Saved data entries:
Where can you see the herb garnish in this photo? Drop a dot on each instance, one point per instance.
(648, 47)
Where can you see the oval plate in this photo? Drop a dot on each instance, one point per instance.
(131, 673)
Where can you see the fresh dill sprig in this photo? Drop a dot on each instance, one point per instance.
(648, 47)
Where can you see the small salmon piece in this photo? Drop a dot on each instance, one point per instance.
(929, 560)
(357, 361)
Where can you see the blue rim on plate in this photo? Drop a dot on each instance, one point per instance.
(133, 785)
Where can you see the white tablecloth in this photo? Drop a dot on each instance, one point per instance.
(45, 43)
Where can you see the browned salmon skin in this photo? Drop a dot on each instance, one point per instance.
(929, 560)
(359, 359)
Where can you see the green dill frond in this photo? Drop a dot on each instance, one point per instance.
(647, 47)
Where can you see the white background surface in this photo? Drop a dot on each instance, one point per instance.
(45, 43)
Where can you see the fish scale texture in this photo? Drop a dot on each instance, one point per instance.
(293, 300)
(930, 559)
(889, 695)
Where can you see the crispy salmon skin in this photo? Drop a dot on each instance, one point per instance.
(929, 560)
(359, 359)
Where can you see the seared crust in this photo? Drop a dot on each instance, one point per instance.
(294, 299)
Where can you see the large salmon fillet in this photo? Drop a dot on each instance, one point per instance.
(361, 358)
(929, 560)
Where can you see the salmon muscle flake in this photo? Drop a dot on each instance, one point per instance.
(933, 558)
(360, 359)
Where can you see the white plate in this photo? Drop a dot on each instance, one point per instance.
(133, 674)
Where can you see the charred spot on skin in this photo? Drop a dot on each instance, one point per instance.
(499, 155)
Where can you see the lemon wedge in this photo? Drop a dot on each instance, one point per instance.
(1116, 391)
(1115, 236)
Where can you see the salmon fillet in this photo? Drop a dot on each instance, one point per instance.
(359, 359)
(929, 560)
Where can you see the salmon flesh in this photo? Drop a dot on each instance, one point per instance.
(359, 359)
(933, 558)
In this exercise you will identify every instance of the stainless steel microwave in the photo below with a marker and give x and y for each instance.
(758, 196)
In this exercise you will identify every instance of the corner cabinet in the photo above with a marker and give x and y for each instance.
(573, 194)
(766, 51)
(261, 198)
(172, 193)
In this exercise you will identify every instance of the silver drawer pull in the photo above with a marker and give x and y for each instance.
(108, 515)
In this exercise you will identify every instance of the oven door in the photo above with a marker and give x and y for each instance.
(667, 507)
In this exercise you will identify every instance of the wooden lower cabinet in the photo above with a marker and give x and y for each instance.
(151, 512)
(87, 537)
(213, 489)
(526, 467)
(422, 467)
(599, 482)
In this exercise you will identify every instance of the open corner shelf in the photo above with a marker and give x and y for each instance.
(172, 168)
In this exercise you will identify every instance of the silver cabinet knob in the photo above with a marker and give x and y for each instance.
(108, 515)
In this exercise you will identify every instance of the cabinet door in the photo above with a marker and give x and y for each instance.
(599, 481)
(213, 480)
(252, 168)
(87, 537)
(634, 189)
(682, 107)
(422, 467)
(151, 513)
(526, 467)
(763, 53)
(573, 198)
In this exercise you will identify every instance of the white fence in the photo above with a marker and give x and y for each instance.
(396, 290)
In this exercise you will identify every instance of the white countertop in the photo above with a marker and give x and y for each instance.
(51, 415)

__WHAT TO PRODUCE__
Copy the records above exactly, leaving nothing out.

__RESULT OF THIS EXERCISE__
Where can you see the herb garnish in this photo? Drop a dot on each instance, one point per instance.
(648, 47)
Where can you see the oval plate in this photo? Drop a dot on each instance, one point per instance.
(131, 673)
Where can you see the fresh dill sprig in this photo? Drop a dot on each instance, one point per instance.
(648, 47)
Where can you see the small salmon piece in this photo? Drop a dot on each instance, one point per instance.
(929, 560)
(357, 361)
Where can you see the blue rim on plate in this photo? Drop a dot on each instance, one point per instance.
(133, 785)
Where can you see the white tablecloth in this photo? Drop a dot on each instance, one point per instance.
(45, 43)
Where can you see the browned salmon skin in this photo? Drop a dot on each instance, one point per instance.
(929, 560)
(359, 359)
Where can you see the green dill frond in this photo? Drop a dot on each instance, one point per instance.
(647, 47)
Where can you see the white background surface in this photo? Drop a dot on each instance, one point per instance.
(45, 43)
Where can you see the fish scale texture in this photo? Drop a dot on each instance, one point per instance.
(293, 300)
(930, 559)
(889, 695)
Where can you see the crispy salmon skin in this photo? Drop a dot on each instance, one point per instance.
(929, 560)
(359, 359)
Where can you see the seared crust in this photo? Drop a dot on each instance, one point per instance.
(294, 299)
Where can you see the large salmon fillet in this photo? Drop a dot on each instance, one point per instance.
(361, 358)
(929, 560)
Where can you see the salmon muscle flake in this photo? Drop a dot on each instance, one point per instance.
(933, 558)
(360, 359)
Where can you see the white plate in this photo? Drop a dot on each instance, one point per instance.
(133, 674)
Where can you see the charred spot on skin in this photo? Drop a dot on each instance, one point per instance.
(499, 155)
Where can you see the lemon wedge in this photo? Drop a dot on each instance, one point per instance.
(1116, 391)
(1115, 236)
Where can you see the salmon fillet in this photo? Drop a dot on each instance, one point per instance.
(359, 359)
(929, 560)
Where can you see the salmon flesh in this photo? Drop a dot on each instance, one point per instance.
(359, 359)
(933, 558)
In this exercise you will identify every instance of the stainless steel microwave in the photo below with a marker and give x and y for each instance.
(758, 196)
In this exercise you will identify every instance of the corner cabinet in the photo above with a marker and give x and y for each instance.
(573, 194)
(766, 51)
(261, 198)
(172, 193)
In this exercise you will identify every instance of the silver drawer pull in the photo above with a marker and give x and y for each instance.
(108, 515)
In this exercise you will identify every instance of the oven door in the photo above with a marker and give x and y for each instance.
(667, 507)
In this exercise you will identify every instance of the wooden lower cabinet in the photo above with a marker and give x and y for each instance.
(151, 512)
(87, 537)
(213, 489)
(526, 467)
(422, 467)
(599, 482)
In this exercise you will identify every instance of the open corner shelf in the photo above with a marker and give x and y for each instance.
(172, 168)
In this exercise you will identify every instance of the silver cabinet knob in the photo above with a marker and give x and y for each instance.
(108, 515)
In this exercise you will identify every instance of the cabinet door in the photo above with a marker and give x and y for each instance.
(599, 481)
(213, 480)
(252, 168)
(87, 537)
(634, 189)
(682, 107)
(422, 467)
(151, 513)
(526, 467)
(763, 53)
(573, 198)
In this exercise you will identify every instance of the white fence in the photo above with a marker and give x and y for each instance.
(396, 290)
In this exercise you will identify every instance of the white countertop in the photo above with a marker and give x and y for each instance.
(51, 415)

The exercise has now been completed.